Coordinate annotation entries
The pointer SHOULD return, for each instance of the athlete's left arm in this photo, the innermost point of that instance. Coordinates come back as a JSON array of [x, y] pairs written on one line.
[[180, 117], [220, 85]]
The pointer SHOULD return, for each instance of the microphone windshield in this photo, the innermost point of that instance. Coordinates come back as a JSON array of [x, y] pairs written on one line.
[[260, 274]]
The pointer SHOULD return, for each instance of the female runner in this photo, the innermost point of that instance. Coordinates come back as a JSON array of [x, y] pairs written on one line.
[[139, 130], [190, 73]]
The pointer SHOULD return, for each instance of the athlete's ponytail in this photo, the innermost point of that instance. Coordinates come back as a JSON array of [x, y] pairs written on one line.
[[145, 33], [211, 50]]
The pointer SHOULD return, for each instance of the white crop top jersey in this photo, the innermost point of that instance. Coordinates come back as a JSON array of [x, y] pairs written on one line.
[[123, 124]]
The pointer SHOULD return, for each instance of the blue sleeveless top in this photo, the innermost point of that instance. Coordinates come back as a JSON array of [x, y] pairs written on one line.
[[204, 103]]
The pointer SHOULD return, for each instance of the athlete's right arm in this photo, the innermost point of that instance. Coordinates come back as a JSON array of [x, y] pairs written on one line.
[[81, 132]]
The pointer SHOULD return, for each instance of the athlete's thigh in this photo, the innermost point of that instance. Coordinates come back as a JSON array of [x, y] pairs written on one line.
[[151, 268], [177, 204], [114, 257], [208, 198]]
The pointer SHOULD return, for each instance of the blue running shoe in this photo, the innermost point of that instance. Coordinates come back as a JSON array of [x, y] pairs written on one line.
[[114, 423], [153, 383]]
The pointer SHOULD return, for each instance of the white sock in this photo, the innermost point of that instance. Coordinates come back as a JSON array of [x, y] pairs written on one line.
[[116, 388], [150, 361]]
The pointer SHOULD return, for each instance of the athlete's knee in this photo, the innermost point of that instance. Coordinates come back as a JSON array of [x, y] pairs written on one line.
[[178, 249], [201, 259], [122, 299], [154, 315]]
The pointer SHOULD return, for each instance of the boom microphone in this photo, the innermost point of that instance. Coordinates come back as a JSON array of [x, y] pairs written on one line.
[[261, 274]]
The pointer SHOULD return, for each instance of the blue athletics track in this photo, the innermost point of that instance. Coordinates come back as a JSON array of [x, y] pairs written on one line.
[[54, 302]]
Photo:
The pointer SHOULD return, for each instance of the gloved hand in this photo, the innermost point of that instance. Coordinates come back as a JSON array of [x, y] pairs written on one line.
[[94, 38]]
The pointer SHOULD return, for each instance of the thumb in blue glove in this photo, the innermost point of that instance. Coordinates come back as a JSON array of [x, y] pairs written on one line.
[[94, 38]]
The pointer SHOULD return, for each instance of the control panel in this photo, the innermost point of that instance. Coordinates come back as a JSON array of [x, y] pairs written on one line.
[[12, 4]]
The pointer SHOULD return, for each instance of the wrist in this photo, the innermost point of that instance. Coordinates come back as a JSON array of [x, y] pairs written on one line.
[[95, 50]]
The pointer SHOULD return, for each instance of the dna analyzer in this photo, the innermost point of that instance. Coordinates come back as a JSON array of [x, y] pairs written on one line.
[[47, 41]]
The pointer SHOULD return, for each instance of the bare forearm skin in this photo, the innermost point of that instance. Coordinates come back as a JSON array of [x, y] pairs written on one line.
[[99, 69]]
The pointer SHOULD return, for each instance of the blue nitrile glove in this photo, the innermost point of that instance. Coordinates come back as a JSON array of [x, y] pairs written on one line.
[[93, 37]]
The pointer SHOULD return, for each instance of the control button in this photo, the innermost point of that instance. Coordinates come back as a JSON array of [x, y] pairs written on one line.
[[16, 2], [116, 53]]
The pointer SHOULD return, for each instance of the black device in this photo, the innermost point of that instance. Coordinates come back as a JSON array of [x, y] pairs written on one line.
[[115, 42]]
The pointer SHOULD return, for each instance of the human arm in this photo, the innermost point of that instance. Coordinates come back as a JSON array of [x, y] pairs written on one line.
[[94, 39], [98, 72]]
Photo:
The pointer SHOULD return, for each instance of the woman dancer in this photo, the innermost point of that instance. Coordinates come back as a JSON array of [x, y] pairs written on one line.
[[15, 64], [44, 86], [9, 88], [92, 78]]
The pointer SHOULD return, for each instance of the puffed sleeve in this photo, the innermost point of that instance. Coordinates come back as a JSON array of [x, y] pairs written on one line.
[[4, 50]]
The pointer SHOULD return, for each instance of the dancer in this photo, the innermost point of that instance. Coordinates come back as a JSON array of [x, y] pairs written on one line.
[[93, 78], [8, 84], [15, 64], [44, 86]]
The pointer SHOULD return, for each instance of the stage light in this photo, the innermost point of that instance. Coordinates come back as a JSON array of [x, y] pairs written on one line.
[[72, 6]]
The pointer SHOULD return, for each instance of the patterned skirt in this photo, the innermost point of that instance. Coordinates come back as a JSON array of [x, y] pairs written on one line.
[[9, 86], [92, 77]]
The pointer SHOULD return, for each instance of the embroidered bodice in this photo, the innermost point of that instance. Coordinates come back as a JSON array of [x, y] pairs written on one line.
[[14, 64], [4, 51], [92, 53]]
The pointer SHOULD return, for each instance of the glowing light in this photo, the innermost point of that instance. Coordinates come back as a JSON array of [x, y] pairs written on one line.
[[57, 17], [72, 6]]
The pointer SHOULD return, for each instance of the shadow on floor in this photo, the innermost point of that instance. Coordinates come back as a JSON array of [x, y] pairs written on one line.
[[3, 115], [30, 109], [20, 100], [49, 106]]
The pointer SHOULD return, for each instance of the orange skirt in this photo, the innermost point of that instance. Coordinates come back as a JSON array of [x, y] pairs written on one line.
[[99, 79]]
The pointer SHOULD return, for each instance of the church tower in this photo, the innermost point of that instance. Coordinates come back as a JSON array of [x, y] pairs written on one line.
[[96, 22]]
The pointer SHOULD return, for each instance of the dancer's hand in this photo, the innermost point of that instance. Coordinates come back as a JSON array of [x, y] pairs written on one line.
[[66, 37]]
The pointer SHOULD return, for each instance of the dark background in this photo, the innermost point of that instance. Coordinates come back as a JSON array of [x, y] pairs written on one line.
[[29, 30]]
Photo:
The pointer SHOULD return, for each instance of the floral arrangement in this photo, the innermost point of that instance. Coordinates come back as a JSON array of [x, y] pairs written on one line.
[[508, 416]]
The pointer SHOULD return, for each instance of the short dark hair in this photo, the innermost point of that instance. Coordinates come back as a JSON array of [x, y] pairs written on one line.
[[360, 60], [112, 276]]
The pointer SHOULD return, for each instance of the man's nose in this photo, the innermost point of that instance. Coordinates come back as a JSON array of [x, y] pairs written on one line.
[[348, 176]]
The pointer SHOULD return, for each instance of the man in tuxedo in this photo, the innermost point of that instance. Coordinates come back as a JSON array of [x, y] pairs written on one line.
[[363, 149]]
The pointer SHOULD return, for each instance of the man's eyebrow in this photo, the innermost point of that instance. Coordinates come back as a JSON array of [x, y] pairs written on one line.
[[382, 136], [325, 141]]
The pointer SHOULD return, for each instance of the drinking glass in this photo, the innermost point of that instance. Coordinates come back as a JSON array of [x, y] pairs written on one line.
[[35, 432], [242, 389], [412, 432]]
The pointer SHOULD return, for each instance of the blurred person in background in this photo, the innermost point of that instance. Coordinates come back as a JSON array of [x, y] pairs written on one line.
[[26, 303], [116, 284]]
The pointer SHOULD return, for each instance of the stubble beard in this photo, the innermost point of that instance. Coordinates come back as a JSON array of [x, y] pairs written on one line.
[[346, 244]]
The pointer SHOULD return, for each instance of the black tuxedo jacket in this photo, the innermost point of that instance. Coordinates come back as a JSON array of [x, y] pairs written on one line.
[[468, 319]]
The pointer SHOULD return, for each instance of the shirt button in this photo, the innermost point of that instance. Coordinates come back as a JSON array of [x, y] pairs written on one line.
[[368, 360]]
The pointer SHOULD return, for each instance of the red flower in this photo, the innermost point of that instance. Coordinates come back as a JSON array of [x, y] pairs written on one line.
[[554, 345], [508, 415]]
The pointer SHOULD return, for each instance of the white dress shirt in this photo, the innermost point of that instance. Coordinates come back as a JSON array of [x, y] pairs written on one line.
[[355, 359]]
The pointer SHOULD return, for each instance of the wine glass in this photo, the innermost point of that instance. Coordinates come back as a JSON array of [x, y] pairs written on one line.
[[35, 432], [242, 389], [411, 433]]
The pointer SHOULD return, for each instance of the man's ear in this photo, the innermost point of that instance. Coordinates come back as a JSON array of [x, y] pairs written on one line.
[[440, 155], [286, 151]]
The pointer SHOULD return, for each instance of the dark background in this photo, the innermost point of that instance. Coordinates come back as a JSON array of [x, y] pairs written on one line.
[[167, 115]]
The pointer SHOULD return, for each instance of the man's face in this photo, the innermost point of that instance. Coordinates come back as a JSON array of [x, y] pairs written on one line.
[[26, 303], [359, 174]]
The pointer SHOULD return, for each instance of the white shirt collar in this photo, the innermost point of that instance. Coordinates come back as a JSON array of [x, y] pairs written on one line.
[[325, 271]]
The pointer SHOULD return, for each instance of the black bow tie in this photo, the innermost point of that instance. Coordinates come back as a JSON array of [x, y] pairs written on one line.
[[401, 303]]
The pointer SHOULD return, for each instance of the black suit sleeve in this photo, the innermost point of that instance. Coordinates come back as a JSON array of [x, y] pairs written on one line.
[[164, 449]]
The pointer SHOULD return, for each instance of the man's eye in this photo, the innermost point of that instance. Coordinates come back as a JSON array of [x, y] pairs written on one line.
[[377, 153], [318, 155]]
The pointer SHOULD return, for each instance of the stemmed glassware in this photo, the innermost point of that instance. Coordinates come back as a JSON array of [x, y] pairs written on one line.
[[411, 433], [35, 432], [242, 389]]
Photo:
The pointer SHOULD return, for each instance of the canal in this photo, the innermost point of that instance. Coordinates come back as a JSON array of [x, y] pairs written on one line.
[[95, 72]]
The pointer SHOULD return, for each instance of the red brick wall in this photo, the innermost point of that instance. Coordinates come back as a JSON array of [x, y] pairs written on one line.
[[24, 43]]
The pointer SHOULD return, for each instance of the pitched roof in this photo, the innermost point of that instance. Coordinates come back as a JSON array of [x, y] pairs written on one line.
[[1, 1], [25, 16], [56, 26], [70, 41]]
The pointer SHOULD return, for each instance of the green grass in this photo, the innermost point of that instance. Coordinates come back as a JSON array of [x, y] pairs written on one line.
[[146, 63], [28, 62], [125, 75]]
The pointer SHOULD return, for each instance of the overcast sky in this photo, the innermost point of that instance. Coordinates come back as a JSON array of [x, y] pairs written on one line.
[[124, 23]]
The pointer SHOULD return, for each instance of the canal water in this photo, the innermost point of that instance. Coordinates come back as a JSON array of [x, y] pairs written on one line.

* YOUR GOAL *
Please copy the listing word for word, everything from its first line down to the line containing "[[139, 130], [190, 73]]", with both of those lines included.

* TASK ANSWER *
The pointer SHOULD return, for each instance of the athlete's left arm in this photo, the innermost point of that instance. Coordinates come back as a JSON array of [x, y] pairs written on one line.
[[180, 117], [220, 85]]
The pointer SHOULD return, for each instance of the microphone windshield in this photo, the innermost point of that instance. Coordinates come back as a JSON array of [x, y] pairs written on one line.
[[260, 274]]
The pointer SHOULD return, for each instance of the female runner in this photo, the innermost point of that instance. Coordinates come back as a JSON array of [x, y] pairs written on one line.
[[139, 130], [190, 73]]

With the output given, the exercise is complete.